Object pointing dataset lines
━━━━━━━━━━━━━━━━━━━━━━━━━━━━━━

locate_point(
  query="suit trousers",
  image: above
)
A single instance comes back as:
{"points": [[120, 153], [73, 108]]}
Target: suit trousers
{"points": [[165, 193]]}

━━━━━━━━━━━━━━━━━━━━━━━━━━━━━━

__Instructions for the task__:
Please rewrite the lines above with every "suit trousers" changed to "suit pants" and everything else left the same.

__Reply__:
locate_point(
  query="suit pants",
  image: above
)
A single instance comes back as:
{"points": [[120, 153], [73, 108]]}
Target: suit pants
{"points": [[165, 193]]}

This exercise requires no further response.